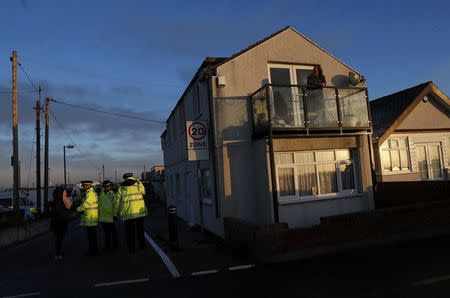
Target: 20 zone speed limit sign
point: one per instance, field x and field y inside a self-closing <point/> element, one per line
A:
<point x="197" y="140"/>
<point x="197" y="130"/>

# Exercice:
Recopiez toutes les lignes des enregistrements ci-dessus en remplaçant "speed limit" par "maximum speed" et sans rien modifier d'autre. N'incluez pas les images dans votre réponse.

# Réponse attendue:
Target: 20 zone maximum speed sign
point: one per instance, field x and field y inside a self-closing <point/> element, one per line
A:
<point x="197" y="140"/>
<point x="197" y="130"/>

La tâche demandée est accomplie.